## [GOAL OF THE EXERCISE]
About the essay on writing Christmas ghost stories:
(a) Who suggested that the writer write a new Christmas ghost story every year?
(b) What sentence did the writer type to begin the science fiction story?
(c) What theme comes closest to linking the writer's humorous ghost stories?

## [SELECTED EXTRACT]
So what I remember thinking was: “OH, MY GOD! Last year Ray suggested I should write a new Christmas ghost story every year, and I SAID YES! I PROMISED him I’d write a new ghost story this year. PROMISED. I have to write a new ghost story!!!”
Did I mention I was irrational?
So, with only a few days to go (days which also included going to work, cleaning the house, baking for the party, et cetera), I opened a new file on my computer, stared at it a moment, and then typed the words: ‘Victor was eleven when the demon first whispered to him.’ And I was off.
That was the first time that I wrote a Christmas ghost story that didn’t have a literal ghost. It wasn’t even, technically, set at Christmas. It was a science fiction story, about a troubled orphan who lived on a distant colony in the far future where they celebrated a cross-cultural Solstice festival, who was about to learn some disturbing things about medical experiments that had been performed on him.
There were poinsettias and ornaments hung on trees. There was the mysterious voice that whispered to the young protagonist, and more than a slight implication that the voice was a symptom of a memory transference experiment that might have been more successful than it initially appeared. So it was a type of Christmas story with a hypothetical metaphorical ghost.
It was also the darkest ghost story I had yet written. The two previous had both involved ghosts who help the living protagonist in one way or another. This story dealt with themes of abuse, non-consensual activities, rivalry, and revenge. As a friend who didn’t read the story until much later said when he learned the circumstances observed, “It makes sense you wrote this while you were grieving.”
It was the first time that I played with the idea of ghost. By which I mean, a ghost doesn’t have to be a spirit of a deceased person hanging about. I’ve written Christmas ghost stories in “contemporary” settings, hard science fiction settings, high fantasy settings, Victorian settings, and steampunk settings. Sometimes the ghost is a trick that someone is pulling on the protagonist. Sometimes it’s an unexplained phenomenon that might be a ghost. Once it was an ancient Egyptian corpse that someone was trying to reanimate. Another time it was a child who had been stolen twenty years before by fairies. A couple of times the ghost as been nothing more than the protagonist reminiscing.
All of which has made me think a lot about the purpose and uses of the ghost as a literary device. Ghosts represent things that are intangible and elusive. They often represent regret or unfinished business. The regret isn’t always about the past, sometimes its about the future. Many ghost stories are about a character who is unable to move on with their life after the death of a loved one, for instance.
All stories are a means for us to make sense of the world. Humans want explanations for things; we don’t like the notion that some things in life are random or out of our control. The more supernatural, scary kinds of ghost stories allow us to explain away some of the capriciousness of life as the work of spirits, often irrational spirits. The more melancholy tales allow us to fantasize about making amends or even undoing past mistakes, even if only after death—the ultimate second chance, if you will.
I’ve written a lot of funny ghost stories. In some, the humor leavens a more serious plot, but in others the humor is the primary focus. I’ve been trying to find a theme among those humorous stories, some common way in which I used the ghost in each. The closest I can come is a kind of redemption, though I have to stretch it a bit on a couple of them.
Of course, Christmas Ghost Story is an arbitrary category. I happen to be very fond of a lot of such stories from 19th Century publications (A Christmas Carol is merely the most famous of a rather large number of such stories written by many writers at the time), but I am also quite fond of several more recently written ones. My list of plot ideas for possible future ghost stories keeps getting longer, as I come up with more than one a year.
So I haven’t yet run out of the kinds and ways such stories can be told. And I hope I never do.

## [SUPPLIED RECORDS]
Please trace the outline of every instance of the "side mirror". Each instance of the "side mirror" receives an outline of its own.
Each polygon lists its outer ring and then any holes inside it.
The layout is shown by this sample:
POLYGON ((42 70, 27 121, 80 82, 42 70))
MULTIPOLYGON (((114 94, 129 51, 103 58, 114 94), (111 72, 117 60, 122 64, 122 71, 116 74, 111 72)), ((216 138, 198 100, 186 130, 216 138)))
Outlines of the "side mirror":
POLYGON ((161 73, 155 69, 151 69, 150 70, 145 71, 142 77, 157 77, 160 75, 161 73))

## [RESULT OF THE TASK]
(a) Ray.
(b) "Victor was eleven when the demon first whispered to him."
(c) A kind of redemption.